[START OF DATA PROVIDED]

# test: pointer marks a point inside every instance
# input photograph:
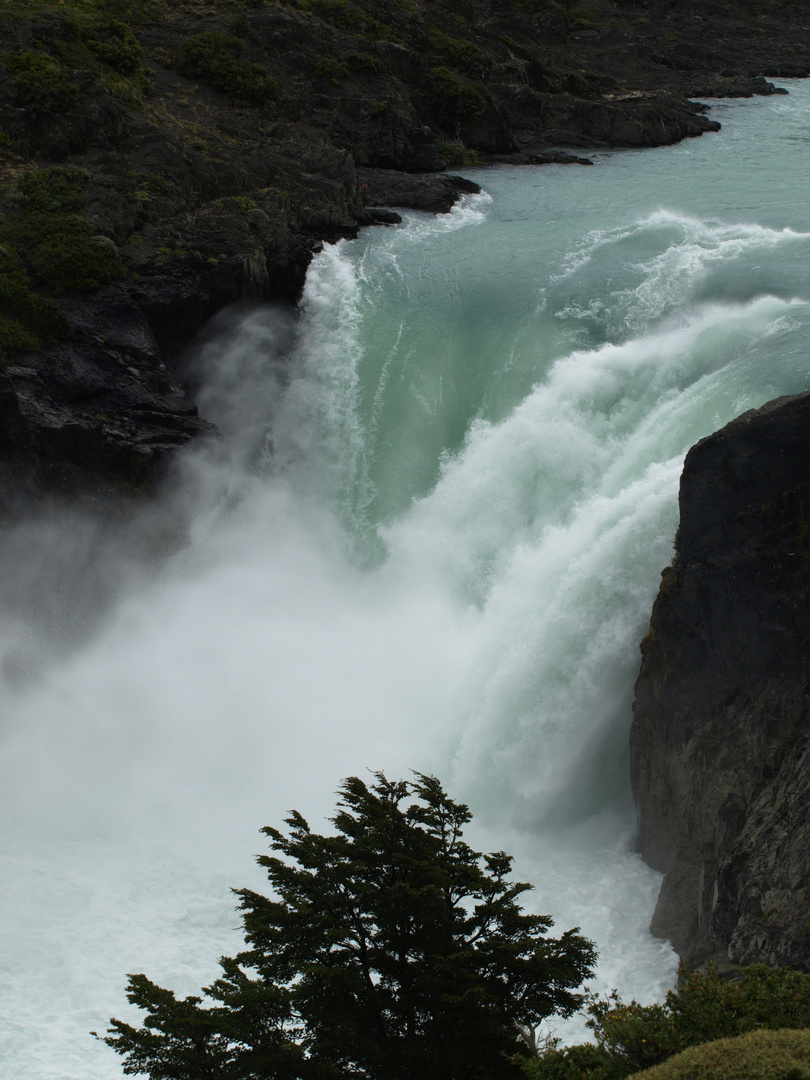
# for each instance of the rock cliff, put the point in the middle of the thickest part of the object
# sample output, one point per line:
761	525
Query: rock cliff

[END OF DATA PROVIDED]

▸ STATED GOAL
Extract every text line from the data above, copying each character for character and omitting the picture.

▸ THE REPLY
# test: pointer marks a point inside every instance
# input photograph:
# for each instance of the rock cliff, put the point in the middle of the thickest part of the object
# sample output, one point per line:
761	525
Query: rock cliff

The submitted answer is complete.